- [THE TASK]:
Where does the word "trunk" occur in the data below? Copy each line that holds it.

[Saved entries]
BEGIN

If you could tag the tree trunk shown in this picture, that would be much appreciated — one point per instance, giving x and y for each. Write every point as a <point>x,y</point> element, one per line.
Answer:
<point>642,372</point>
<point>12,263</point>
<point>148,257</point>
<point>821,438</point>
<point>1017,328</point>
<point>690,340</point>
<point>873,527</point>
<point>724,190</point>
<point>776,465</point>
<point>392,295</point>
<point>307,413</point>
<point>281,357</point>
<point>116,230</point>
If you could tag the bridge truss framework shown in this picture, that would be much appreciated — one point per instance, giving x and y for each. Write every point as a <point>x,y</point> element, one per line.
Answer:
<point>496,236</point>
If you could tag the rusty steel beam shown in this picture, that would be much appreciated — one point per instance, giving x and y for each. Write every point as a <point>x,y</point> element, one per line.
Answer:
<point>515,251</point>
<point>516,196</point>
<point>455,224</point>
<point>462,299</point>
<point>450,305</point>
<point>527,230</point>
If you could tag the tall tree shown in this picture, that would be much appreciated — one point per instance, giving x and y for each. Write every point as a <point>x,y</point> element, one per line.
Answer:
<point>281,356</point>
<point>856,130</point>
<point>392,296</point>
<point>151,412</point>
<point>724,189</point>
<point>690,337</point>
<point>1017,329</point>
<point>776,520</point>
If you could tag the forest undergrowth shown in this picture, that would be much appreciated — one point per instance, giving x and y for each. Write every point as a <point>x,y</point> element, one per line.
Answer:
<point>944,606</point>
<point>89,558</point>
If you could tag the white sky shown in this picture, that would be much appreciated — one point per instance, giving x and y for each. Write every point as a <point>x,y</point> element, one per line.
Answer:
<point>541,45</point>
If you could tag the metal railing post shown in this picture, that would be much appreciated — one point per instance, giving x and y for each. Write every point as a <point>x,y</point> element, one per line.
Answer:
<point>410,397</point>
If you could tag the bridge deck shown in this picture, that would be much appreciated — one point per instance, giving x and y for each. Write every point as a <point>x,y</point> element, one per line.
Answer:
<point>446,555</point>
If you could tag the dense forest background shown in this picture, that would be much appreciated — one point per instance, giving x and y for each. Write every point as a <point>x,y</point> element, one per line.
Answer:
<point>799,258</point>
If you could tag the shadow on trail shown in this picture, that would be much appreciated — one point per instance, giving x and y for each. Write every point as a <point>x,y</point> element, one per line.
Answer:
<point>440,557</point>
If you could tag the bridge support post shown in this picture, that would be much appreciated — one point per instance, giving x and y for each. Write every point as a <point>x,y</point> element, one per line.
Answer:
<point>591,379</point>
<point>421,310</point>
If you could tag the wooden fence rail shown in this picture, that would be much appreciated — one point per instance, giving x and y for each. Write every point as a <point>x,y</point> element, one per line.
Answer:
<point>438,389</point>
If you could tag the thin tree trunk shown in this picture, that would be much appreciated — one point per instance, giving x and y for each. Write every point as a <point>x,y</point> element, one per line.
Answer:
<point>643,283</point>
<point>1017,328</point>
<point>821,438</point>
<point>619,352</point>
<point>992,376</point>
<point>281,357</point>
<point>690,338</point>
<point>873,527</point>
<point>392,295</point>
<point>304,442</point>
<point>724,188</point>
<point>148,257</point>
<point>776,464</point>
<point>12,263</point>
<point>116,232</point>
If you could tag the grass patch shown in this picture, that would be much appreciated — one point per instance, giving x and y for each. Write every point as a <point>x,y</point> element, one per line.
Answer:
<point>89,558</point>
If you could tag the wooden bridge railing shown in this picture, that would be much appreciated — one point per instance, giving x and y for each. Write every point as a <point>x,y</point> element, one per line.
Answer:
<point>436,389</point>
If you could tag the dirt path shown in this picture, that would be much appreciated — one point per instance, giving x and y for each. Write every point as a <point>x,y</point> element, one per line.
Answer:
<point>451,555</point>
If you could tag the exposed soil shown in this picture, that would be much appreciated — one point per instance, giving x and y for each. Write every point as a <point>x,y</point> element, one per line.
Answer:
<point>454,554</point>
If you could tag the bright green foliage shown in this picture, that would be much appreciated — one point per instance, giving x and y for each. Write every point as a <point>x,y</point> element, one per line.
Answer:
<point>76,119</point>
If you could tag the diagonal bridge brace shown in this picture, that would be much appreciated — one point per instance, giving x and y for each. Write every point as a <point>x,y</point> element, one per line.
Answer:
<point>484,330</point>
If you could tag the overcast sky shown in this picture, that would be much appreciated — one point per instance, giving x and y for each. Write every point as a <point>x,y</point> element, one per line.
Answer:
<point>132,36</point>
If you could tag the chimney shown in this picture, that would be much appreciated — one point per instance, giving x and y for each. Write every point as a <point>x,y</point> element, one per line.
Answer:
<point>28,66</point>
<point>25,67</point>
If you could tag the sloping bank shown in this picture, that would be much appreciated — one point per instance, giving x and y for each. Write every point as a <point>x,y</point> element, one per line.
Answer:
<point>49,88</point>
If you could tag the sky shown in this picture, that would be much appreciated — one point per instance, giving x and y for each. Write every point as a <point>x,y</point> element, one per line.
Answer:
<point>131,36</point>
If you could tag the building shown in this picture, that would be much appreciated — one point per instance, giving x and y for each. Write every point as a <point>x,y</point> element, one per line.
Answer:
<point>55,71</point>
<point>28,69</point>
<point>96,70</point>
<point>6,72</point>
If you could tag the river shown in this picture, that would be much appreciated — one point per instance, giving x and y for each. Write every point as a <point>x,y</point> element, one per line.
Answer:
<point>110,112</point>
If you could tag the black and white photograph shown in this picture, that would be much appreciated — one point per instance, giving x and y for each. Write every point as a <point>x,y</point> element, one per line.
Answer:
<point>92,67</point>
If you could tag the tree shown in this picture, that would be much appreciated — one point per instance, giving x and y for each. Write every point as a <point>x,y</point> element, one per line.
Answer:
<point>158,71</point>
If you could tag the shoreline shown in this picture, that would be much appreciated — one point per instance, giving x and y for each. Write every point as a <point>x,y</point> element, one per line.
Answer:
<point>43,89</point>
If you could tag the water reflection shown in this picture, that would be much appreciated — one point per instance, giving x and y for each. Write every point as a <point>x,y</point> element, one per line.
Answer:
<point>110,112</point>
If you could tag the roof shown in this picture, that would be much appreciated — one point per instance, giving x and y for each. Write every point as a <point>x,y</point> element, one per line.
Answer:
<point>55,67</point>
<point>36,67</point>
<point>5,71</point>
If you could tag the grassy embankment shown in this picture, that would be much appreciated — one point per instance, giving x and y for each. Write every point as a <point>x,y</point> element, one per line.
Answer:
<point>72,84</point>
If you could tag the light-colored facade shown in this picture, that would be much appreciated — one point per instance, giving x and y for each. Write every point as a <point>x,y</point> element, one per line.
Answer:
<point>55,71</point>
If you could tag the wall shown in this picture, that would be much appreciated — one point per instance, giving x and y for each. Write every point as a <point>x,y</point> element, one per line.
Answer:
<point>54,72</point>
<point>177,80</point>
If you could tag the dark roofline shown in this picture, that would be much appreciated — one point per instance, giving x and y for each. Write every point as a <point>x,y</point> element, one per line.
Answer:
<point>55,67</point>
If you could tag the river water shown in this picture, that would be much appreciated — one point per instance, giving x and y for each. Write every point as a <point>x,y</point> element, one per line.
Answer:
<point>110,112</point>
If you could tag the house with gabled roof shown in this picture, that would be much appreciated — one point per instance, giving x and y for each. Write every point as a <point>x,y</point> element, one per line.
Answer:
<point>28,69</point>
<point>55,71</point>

END
BEGIN

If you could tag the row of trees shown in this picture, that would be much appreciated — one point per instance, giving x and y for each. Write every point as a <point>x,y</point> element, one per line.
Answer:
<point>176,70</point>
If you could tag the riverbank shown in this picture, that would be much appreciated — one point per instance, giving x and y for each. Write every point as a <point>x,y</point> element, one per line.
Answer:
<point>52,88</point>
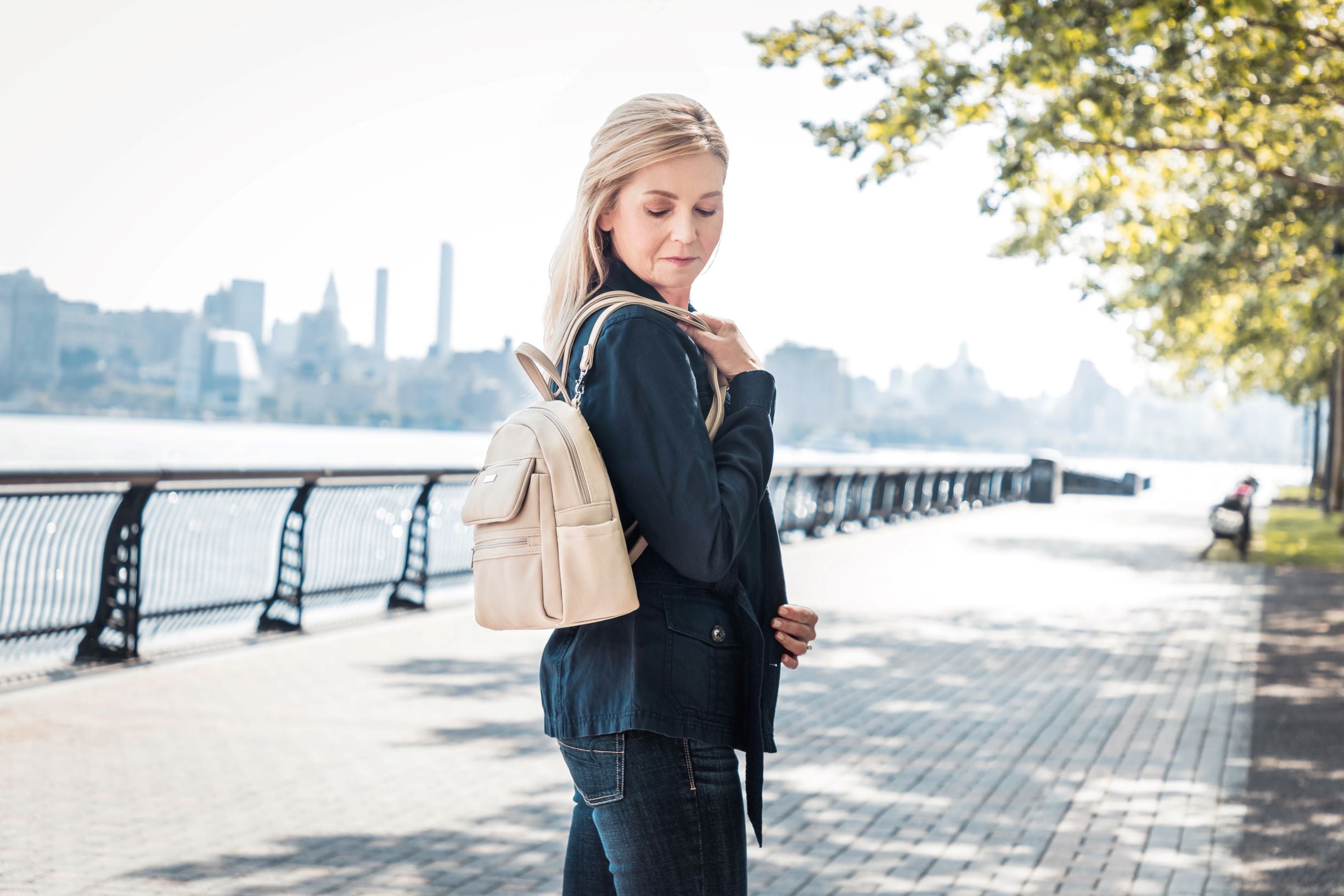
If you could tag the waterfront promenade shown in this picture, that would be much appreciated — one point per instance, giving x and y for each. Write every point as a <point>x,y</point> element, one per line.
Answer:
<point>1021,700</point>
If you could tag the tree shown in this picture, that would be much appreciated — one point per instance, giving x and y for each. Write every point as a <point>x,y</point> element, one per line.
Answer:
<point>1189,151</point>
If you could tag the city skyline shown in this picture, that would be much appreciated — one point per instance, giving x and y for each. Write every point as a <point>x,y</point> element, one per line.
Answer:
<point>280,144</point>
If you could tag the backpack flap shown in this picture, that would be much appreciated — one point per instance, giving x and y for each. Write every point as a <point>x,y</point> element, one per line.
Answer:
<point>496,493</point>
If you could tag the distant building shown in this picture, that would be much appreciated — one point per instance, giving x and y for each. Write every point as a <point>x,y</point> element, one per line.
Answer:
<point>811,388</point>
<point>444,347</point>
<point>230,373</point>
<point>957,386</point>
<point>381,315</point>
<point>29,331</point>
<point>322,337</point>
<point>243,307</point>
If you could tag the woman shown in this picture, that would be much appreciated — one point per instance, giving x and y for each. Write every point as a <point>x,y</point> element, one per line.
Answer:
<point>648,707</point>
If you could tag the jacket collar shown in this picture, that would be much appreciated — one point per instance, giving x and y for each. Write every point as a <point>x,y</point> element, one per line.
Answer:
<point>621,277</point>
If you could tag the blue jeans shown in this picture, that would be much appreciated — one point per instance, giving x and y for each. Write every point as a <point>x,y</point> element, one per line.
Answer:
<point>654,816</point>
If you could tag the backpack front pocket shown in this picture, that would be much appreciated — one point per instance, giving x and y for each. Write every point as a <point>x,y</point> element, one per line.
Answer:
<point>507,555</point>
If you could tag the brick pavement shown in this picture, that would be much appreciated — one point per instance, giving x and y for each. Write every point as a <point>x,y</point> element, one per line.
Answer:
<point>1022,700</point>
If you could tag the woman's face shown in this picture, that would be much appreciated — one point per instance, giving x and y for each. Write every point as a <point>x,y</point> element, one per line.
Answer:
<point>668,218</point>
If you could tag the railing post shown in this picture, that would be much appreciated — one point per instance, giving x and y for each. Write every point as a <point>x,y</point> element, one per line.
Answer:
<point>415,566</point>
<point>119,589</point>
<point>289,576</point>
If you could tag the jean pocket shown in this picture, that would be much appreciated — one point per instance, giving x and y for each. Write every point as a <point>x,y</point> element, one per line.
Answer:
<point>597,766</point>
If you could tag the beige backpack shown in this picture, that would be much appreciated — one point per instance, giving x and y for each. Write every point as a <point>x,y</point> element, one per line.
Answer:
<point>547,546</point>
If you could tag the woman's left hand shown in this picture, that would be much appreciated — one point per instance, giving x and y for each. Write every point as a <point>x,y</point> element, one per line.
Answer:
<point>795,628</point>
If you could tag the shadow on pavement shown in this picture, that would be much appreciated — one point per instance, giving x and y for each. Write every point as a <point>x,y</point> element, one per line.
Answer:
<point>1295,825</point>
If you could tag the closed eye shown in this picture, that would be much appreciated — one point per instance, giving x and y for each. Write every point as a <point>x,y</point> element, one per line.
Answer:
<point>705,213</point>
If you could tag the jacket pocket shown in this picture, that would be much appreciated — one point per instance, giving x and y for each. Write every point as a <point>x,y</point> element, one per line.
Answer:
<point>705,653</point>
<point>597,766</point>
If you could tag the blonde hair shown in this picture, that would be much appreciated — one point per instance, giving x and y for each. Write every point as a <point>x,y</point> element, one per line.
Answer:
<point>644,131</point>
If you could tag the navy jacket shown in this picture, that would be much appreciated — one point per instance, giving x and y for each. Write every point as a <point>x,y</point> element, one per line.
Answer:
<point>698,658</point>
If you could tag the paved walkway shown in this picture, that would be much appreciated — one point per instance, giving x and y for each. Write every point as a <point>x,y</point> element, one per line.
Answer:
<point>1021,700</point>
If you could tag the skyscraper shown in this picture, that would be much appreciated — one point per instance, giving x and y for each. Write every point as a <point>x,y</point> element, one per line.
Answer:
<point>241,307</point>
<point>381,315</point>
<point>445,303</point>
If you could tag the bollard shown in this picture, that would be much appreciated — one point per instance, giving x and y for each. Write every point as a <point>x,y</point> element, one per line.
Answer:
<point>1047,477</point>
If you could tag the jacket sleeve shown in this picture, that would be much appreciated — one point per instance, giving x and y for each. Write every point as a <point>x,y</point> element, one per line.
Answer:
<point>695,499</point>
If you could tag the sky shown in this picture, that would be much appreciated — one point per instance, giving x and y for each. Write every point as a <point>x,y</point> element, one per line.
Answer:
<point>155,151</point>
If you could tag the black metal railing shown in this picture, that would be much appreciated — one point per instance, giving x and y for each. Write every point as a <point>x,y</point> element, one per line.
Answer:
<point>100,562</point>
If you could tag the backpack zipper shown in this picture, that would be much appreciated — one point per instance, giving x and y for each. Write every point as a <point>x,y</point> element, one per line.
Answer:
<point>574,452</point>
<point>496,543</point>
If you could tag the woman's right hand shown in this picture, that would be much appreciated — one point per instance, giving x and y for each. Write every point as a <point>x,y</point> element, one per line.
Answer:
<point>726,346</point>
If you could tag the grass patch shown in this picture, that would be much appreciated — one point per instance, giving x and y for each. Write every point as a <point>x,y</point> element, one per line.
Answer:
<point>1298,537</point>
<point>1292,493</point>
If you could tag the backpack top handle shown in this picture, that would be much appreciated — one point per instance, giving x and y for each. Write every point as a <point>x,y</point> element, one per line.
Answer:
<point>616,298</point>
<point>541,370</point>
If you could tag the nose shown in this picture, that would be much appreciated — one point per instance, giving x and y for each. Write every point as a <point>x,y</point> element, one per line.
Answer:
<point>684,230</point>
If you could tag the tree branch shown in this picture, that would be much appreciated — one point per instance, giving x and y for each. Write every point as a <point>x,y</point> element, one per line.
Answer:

END

- [YOUR RESPONSE]:
If you could tag the tree trunk shown in this picture, that would be much appreciated — one point per instance, giving x and y for each. Write every point as a <point>x,y</point> element, one per line.
If you could tag the thin tree trunk shown in this picture, that would be much appreciated — one point per instance, giving x and y for each. Write every point as a <point>x,y</point> element, one per line.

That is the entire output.